● **Task prompt**
Copy out, word for word, the lines beginning with the one that contains "Tell me — is the lighthouse tower" and continuing through the last line of the file below.

[Part of a data file]
((
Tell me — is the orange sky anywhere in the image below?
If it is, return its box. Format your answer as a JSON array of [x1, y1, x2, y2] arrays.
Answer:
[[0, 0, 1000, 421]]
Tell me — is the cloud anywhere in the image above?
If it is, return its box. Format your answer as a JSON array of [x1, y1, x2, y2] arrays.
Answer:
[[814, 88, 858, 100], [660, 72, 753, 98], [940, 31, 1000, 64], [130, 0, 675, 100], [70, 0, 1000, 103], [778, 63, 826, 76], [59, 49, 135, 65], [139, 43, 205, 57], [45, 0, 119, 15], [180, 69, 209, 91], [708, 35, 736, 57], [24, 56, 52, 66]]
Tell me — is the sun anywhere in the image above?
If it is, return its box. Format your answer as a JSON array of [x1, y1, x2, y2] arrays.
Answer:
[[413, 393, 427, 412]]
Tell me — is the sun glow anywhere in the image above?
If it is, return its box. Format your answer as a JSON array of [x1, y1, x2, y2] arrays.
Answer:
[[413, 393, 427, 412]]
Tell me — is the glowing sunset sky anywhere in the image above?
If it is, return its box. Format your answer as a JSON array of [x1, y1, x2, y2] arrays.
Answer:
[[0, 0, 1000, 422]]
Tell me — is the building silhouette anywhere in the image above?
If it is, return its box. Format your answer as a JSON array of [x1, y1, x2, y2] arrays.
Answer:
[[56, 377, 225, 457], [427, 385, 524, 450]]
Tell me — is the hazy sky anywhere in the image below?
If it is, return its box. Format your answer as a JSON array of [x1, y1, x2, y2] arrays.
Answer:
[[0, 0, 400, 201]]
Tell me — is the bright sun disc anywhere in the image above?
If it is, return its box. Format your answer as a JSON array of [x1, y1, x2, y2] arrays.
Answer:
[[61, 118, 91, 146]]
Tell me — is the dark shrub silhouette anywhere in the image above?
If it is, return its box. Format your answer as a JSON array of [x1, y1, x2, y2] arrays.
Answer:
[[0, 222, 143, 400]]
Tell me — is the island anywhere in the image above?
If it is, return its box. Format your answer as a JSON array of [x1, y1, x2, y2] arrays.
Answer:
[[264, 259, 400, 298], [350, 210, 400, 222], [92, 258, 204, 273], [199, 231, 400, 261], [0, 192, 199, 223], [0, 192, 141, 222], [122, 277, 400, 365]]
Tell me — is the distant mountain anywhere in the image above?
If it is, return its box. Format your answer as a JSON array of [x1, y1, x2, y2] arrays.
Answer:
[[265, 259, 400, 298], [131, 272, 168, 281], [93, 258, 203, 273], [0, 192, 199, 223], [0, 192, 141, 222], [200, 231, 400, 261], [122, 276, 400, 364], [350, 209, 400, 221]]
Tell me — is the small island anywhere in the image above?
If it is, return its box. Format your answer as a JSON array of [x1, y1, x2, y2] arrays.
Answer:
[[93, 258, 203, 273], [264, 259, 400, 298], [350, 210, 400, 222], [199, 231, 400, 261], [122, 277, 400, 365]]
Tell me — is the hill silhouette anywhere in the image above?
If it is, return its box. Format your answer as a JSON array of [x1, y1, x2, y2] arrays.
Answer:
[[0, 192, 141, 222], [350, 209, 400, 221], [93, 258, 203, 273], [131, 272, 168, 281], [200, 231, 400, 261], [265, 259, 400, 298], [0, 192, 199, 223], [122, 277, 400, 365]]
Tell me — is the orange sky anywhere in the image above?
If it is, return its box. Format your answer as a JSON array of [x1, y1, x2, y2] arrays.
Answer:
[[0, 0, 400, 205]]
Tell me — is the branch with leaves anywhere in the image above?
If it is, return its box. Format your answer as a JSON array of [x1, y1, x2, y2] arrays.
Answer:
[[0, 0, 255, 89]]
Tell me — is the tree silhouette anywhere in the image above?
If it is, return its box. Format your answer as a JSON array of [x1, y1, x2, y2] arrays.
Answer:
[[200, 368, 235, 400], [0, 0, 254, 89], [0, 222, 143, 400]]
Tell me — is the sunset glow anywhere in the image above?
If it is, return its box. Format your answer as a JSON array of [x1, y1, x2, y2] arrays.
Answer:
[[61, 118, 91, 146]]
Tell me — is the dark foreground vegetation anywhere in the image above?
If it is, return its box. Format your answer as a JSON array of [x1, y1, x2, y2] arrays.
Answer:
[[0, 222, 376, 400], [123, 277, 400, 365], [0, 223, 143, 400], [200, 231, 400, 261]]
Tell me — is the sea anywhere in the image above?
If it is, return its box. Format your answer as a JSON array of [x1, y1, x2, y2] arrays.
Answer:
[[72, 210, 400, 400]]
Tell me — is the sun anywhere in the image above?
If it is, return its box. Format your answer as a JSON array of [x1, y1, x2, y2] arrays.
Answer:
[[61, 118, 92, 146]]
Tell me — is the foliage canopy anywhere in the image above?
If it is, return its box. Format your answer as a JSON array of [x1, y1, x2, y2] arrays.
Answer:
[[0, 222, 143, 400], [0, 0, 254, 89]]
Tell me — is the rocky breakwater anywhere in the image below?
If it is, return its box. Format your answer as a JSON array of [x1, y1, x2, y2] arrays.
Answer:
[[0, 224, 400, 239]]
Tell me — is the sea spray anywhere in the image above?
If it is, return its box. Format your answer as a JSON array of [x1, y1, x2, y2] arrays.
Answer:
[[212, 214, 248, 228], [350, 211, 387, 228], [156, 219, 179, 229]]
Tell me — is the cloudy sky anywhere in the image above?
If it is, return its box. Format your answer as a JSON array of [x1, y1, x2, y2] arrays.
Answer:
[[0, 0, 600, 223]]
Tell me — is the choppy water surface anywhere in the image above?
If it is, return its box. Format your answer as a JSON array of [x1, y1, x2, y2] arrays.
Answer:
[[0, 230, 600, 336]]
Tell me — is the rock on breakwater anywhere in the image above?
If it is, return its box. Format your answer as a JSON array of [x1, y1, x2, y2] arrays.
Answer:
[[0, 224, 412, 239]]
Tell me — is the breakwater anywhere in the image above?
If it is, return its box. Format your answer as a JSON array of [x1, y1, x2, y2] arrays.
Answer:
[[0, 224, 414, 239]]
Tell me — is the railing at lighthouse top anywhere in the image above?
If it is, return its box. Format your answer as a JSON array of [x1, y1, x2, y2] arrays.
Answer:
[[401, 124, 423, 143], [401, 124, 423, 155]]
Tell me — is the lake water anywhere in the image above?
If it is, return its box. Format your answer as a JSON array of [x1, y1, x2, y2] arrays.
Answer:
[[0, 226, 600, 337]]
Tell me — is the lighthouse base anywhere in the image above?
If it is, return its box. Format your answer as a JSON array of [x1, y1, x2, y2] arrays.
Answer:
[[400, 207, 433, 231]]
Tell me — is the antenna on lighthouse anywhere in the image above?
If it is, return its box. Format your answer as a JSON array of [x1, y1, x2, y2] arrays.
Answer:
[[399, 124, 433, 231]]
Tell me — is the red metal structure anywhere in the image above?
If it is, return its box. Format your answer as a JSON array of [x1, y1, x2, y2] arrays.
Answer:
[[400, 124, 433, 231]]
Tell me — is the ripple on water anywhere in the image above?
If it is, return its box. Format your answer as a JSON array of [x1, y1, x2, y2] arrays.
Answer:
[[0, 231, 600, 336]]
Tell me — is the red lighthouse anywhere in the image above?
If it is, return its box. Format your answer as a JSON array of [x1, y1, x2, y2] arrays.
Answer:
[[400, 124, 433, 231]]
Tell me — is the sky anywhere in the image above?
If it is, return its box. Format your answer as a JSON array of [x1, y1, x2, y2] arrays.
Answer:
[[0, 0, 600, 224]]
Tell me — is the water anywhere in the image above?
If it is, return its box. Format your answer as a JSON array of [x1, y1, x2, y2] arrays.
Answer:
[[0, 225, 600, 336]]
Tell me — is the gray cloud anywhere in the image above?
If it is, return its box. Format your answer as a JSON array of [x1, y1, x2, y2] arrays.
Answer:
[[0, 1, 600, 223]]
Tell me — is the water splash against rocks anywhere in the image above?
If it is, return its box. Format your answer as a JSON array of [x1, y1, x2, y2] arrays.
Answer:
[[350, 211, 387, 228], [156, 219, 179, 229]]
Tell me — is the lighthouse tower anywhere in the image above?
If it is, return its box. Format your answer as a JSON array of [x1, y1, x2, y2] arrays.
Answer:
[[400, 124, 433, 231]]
))
● **Finished exercise**
Tell me — is the lighthouse tower anywhere in the image above?
If it is, return its box. Format your answer as a JSON array of [x1, y1, x2, y2] arrays.
Answer:
[[400, 124, 433, 231]]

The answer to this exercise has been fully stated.